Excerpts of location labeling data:

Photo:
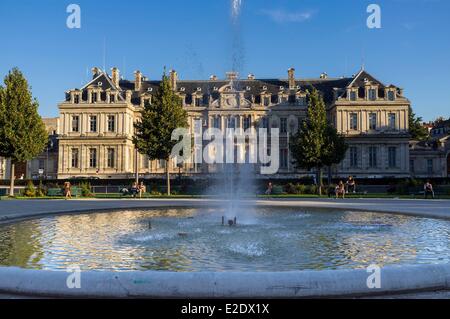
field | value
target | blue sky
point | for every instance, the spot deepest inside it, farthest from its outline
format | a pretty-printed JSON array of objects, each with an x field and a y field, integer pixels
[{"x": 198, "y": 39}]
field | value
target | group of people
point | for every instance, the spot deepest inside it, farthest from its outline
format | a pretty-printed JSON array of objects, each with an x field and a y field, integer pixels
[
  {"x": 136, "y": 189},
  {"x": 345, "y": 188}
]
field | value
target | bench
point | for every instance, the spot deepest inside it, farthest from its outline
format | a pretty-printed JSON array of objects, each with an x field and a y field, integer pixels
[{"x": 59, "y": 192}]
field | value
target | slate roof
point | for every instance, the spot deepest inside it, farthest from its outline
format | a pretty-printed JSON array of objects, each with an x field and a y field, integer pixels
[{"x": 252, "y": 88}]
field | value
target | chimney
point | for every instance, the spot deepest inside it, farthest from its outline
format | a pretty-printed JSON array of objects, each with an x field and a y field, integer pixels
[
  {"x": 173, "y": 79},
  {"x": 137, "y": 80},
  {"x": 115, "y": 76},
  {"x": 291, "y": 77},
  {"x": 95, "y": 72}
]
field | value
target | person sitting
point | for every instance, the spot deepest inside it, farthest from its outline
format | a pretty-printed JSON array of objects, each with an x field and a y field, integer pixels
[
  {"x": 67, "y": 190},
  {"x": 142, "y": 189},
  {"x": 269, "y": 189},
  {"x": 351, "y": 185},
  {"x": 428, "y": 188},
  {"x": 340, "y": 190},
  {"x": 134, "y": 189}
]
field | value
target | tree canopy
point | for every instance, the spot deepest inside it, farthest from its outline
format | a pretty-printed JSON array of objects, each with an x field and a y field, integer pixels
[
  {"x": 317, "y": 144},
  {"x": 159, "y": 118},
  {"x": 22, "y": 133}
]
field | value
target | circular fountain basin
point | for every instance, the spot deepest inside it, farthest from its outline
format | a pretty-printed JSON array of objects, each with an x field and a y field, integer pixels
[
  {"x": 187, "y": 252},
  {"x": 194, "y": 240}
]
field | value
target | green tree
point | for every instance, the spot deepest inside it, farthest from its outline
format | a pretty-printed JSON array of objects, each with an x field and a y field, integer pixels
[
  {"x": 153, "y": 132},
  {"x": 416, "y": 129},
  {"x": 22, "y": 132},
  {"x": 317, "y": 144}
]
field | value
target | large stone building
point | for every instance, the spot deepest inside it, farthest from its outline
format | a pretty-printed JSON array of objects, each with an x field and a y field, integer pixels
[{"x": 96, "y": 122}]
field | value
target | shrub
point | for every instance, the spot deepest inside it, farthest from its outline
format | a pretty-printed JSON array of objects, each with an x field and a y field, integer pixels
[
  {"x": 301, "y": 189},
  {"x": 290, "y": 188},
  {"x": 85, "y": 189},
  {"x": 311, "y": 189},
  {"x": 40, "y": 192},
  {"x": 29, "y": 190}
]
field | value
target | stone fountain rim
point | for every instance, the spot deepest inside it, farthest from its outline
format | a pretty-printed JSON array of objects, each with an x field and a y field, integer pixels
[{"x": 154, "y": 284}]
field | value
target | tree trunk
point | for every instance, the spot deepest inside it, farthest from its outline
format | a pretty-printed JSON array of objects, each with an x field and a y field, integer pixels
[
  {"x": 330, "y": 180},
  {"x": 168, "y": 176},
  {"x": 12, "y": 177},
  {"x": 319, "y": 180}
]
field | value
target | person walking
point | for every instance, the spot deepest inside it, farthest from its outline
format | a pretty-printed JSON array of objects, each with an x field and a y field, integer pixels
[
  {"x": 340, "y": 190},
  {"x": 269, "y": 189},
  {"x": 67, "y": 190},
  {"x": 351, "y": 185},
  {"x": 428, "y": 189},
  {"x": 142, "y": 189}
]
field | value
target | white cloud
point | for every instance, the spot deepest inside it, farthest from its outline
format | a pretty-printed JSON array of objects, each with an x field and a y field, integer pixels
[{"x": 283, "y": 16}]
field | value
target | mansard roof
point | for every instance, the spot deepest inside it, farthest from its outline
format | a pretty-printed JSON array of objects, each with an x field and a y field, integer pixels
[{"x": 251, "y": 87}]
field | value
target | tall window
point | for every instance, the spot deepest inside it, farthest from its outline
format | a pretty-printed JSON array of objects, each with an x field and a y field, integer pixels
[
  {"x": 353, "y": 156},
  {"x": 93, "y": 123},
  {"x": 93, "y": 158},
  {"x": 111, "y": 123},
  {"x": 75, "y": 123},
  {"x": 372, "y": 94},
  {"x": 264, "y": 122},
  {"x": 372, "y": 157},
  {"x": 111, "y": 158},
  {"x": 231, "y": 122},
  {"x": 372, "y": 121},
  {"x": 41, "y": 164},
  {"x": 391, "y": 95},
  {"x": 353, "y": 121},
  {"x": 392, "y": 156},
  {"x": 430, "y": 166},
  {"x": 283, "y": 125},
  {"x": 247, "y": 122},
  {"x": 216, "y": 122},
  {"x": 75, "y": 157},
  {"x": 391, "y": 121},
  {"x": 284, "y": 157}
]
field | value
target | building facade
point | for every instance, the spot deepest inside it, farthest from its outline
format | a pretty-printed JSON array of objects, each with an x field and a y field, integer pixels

TASK –
Working from the lines above, reproduce the material exactly and exclude its pictures.

RESULT OF THE EXERCISE –
Photo:
field | value
target | blue sky
point | for every instance, the spot deepest inside it, farthest from its outline
format | a pretty-printed JSON array of objects, each with an x field and a y field, integer pixels
[{"x": 198, "y": 39}]
field | value
target | group of people
point | for every instance, the spot deepest inside it, farthest from its outline
format | a pretty-printed JSON array of objects, each with an x field and a y field, integer pixels
[
  {"x": 136, "y": 189},
  {"x": 345, "y": 188}
]
field | value
target | bench
point | for every instance, the spot deepest inside it, farthest from its outline
format | a pretty-printed JSON array of objects, each with an x field and a y field, integer pixels
[{"x": 59, "y": 192}]
field | value
target | slate roof
point | for every instance, the spot deepest inside it, farthest from its outline
format | a pretty-printed JSON array of objects, each with an x field and a y field, integer pixels
[{"x": 252, "y": 88}]
field | value
target | chimney
point | for every instance, the spot deepest inside it, farthest from its outline
format | a pretty-printed JSON array of objects, each with an x field and a y field, integer pixels
[
  {"x": 173, "y": 79},
  {"x": 137, "y": 80},
  {"x": 115, "y": 76},
  {"x": 291, "y": 77},
  {"x": 95, "y": 72}
]
field | value
target | person sitting
point | for every instance, the spot deepest inside it, farthest from its outline
format | a pretty-printed JSON array of objects, each with an x field and a y field, integer pixels
[
  {"x": 67, "y": 190},
  {"x": 142, "y": 189},
  {"x": 269, "y": 189},
  {"x": 351, "y": 185},
  {"x": 428, "y": 188},
  {"x": 340, "y": 190},
  {"x": 134, "y": 189}
]
field | value
target | tree canopy
point | for every instance, the spot deepest inside it, farthest from its outline
format | a pretty-printed JSON array of objects, each with an x field and a y field, integer pixels
[
  {"x": 317, "y": 144},
  {"x": 159, "y": 118},
  {"x": 22, "y": 133}
]
field | value
target | circular fountain basin
point | for every instance, the spot deepest inside it, farthest from its outline
format | a pretty-printed JSON array of objects, each with an x field and a y field, integer pixels
[
  {"x": 187, "y": 252},
  {"x": 194, "y": 240}
]
field | value
target | green tree
point | for every instance, the spot deepest inside it, farthest from its outline
format | a pretty-printed JSON array of objects, each with an x field and a y field, integer pixels
[
  {"x": 153, "y": 132},
  {"x": 416, "y": 129},
  {"x": 22, "y": 132},
  {"x": 317, "y": 144}
]
field | value
target | large stone building
point | for every instance, the spot deepest inside it, farthest from its outline
format | a pretty-printed JSON array of objects, each with an x field and a y field, integer pixels
[{"x": 96, "y": 122}]
field | value
target | shrub
point | for every instance, the spot deepest inside it, farthest from its outline
format | a pretty-printed JSON array of objects, each with an x field and a y field, integer pixels
[
  {"x": 301, "y": 189},
  {"x": 290, "y": 188},
  {"x": 85, "y": 189},
  {"x": 311, "y": 189},
  {"x": 40, "y": 192},
  {"x": 29, "y": 190}
]
field | value
target | stone fountain rim
point | for every instance, the spot deepest inside it, farthest from its outline
format | a pretty-printed JSON array of objects, each with an x field and a y field, integer pixels
[{"x": 154, "y": 284}]
field | value
target | tree trunk
point | for every instance, the spot deepest inside it, farthest from its outline
format | a pretty-printed JSON array of objects, each with an x field and a y field, integer pixels
[
  {"x": 330, "y": 180},
  {"x": 168, "y": 176},
  {"x": 12, "y": 177},
  {"x": 319, "y": 180}
]
field | value
target | person walking
point | for every instance, the spot deepest inside it, farthest from its outline
format | a pretty-printed JSON array of objects, each with an x field and a y field, integer pixels
[
  {"x": 340, "y": 190},
  {"x": 269, "y": 189},
  {"x": 67, "y": 190},
  {"x": 351, "y": 185},
  {"x": 428, "y": 189},
  {"x": 142, "y": 189}
]
field | value
target | white cloud
point | for every instance, the spot deepest inside it, farthest from its outline
format | a pretty-printed JSON array of objects, each with an x field and a y field, integer pixels
[{"x": 283, "y": 16}]
field | value
target | mansard roof
point | for every instance, the spot deepest inside it, farthest from its outline
format | a pretty-printed JSON array of objects, each with an x field and a y field, integer pixels
[{"x": 251, "y": 87}]
field | value
target | tall window
point | for every instance, the spot deepest inside it, farthest from its outline
format | a pretty-printed JSON array of objects, each with an x field and a y field, integer pixels
[
  {"x": 353, "y": 156},
  {"x": 93, "y": 123},
  {"x": 93, "y": 158},
  {"x": 111, "y": 123},
  {"x": 75, "y": 123},
  {"x": 372, "y": 94},
  {"x": 264, "y": 122},
  {"x": 372, "y": 157},
  {"x": 111, "y": 158},
  {"x": 231, "y": 122},
  {"x": 372, "y": 121},
  {"x": 41, "y": 164},
  {"x": 391, "y": 95},
  {"x": 353, "y": 121},
  {"x": 392, "y": 156},
  {"x": 430, "y": 166},
  {"x": 283, "y": 125},
  {"x": 247, "y": 122},
  {"x": 216, "y": 122},
  {"x": 75, "y": 157},
  {"x": 391, "y": 121},
  {"x": 284, "y": 157}
]
field | value
target | building facade
point | for every instance, the spot deepest inside it, farthest from its outline
format | a pretty-printed JSON array of objects, each with an x field and a y field, integer pixels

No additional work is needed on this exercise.